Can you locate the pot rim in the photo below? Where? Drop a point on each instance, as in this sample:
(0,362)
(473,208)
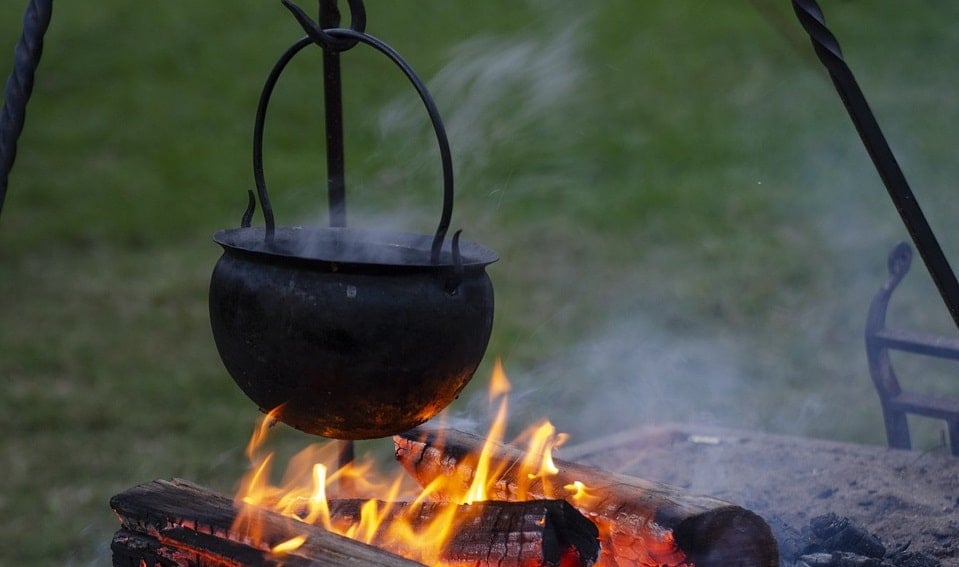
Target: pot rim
(346,246)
______
◆ GIVEN REQUEST
Rewrite every line of the entries above, changing each occurrence of "pot rim" to "bowl rim" and keeping everything else the same. Omit the pictures.

◆ CORRECT ANSWER
Can you locate the bowl rim in the photo below? Where? Drop a point on each instance, as in this sample:
(0,362)
(473,208)
Target: bowl rim
(346,246)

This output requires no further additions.